What the exercise asks =>
Render the lines from the one containing "Find the black" up to and including the one containing "left=0, top=0, right=800, bottom=31" as a Markdown table with the columns Row and Line. Number each row and leave out blank lines.

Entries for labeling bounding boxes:
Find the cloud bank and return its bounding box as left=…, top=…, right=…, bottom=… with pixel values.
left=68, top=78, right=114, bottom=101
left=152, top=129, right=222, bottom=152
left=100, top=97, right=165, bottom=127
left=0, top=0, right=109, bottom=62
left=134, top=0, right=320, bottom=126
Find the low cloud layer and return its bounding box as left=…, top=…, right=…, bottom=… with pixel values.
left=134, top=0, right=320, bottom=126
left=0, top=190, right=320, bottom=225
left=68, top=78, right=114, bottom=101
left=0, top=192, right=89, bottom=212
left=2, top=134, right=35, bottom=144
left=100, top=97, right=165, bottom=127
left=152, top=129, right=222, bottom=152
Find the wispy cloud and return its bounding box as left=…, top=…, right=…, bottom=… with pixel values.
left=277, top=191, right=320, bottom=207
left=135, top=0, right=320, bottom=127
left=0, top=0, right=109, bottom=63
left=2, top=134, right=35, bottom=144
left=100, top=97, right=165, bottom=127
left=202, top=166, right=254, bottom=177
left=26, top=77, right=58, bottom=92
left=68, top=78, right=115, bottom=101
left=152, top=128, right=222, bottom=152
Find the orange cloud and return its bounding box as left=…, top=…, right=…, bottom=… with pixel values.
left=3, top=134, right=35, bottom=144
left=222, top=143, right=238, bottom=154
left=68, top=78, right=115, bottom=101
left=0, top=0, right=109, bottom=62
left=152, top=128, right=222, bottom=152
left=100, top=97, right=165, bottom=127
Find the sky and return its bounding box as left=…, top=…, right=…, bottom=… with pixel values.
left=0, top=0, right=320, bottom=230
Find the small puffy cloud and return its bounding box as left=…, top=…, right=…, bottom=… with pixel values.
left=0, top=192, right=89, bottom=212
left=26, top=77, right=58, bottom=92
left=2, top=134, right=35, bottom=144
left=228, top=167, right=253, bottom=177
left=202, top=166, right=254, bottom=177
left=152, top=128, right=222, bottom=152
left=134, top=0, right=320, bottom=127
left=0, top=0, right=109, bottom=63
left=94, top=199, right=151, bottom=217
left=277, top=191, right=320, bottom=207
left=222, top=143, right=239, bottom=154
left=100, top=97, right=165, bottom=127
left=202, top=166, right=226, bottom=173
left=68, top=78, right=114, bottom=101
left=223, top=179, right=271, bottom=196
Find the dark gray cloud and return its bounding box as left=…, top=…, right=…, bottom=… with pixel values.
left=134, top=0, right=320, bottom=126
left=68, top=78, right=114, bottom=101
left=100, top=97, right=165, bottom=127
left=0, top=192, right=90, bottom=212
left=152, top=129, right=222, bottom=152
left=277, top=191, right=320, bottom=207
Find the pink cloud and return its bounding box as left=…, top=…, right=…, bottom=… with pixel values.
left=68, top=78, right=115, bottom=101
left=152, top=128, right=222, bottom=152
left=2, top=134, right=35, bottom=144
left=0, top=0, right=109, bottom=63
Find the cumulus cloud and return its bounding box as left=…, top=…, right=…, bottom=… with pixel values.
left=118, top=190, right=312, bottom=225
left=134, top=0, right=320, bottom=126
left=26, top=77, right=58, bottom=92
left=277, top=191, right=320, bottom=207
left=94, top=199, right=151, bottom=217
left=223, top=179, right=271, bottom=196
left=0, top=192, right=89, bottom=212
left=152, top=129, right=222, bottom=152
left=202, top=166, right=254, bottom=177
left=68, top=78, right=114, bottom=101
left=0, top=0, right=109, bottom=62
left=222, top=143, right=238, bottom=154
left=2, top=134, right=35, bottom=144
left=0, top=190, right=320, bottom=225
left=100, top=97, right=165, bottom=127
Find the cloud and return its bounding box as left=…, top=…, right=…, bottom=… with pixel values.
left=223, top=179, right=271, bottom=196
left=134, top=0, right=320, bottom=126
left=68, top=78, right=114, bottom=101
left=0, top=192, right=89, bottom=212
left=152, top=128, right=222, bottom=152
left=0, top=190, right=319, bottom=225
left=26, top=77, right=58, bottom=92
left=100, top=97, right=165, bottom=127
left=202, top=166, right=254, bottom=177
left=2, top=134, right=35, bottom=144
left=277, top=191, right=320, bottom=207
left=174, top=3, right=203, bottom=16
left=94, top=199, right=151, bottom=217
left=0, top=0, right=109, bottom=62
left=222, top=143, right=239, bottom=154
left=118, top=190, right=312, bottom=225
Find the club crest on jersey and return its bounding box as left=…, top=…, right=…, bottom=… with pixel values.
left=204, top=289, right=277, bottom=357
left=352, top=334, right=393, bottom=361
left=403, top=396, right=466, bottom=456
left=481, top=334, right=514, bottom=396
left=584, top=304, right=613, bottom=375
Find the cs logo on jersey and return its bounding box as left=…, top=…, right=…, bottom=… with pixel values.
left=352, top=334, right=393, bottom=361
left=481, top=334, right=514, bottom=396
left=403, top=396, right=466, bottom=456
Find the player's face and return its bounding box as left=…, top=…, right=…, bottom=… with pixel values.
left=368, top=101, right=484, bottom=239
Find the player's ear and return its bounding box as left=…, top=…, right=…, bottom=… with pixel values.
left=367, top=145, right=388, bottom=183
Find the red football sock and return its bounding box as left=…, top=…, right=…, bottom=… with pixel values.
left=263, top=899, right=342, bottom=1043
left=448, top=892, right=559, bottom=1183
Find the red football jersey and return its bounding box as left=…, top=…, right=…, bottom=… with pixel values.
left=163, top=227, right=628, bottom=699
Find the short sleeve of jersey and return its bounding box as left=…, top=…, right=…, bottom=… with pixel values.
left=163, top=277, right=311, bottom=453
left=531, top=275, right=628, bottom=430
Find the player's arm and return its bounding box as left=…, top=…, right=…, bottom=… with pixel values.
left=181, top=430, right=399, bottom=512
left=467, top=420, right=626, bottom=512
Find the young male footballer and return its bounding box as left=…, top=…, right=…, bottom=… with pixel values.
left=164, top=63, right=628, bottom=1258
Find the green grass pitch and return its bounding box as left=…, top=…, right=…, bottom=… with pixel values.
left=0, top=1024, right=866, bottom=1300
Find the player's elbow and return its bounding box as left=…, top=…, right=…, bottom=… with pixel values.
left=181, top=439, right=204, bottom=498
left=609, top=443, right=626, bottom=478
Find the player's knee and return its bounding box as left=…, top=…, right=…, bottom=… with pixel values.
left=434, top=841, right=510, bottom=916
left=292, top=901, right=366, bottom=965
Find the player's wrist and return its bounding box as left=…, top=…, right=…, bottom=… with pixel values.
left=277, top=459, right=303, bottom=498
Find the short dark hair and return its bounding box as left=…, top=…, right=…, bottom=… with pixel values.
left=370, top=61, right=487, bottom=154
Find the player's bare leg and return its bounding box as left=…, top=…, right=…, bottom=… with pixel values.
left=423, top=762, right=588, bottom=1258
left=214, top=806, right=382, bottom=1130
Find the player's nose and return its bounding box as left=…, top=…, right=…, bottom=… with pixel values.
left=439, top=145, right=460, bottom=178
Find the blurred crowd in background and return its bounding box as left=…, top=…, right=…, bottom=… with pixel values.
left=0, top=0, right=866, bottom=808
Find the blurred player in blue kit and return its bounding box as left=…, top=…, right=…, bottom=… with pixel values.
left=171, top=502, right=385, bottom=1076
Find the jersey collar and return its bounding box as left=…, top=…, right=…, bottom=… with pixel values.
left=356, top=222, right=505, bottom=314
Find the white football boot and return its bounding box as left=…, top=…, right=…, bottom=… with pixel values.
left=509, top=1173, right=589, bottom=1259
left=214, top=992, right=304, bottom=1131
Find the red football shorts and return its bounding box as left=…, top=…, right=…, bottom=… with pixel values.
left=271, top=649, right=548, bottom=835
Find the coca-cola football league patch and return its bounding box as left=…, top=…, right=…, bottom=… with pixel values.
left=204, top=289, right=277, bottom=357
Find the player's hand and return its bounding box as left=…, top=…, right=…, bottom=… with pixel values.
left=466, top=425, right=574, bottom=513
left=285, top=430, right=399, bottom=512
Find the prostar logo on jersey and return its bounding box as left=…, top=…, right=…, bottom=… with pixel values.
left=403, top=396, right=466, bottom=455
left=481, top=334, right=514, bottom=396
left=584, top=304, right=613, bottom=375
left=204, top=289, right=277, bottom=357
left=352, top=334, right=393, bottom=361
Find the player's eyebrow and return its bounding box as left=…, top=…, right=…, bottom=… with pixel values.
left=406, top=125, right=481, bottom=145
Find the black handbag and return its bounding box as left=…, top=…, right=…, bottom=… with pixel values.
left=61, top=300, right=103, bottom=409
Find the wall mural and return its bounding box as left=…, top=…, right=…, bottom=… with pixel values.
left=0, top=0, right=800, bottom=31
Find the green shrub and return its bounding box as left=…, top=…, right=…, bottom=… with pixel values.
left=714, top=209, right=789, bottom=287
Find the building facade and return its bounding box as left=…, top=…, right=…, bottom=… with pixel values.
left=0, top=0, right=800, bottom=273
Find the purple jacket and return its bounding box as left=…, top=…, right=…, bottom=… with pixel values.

Written solution =>
| Row | Line |
|---|---|
| 1 | Find the black handbag and return its bounding box as left=…, top=…, right=…, bottom=… with pixel values. |
| 2 | left=61, top=300, right=103, bottom=409 |
| 3 | Find the wall mural and return its bounding box as left=…, top=…, right=…, bottom=… with pixel values. |
| 4 | left=0, top=0, right=800, bottom=31 |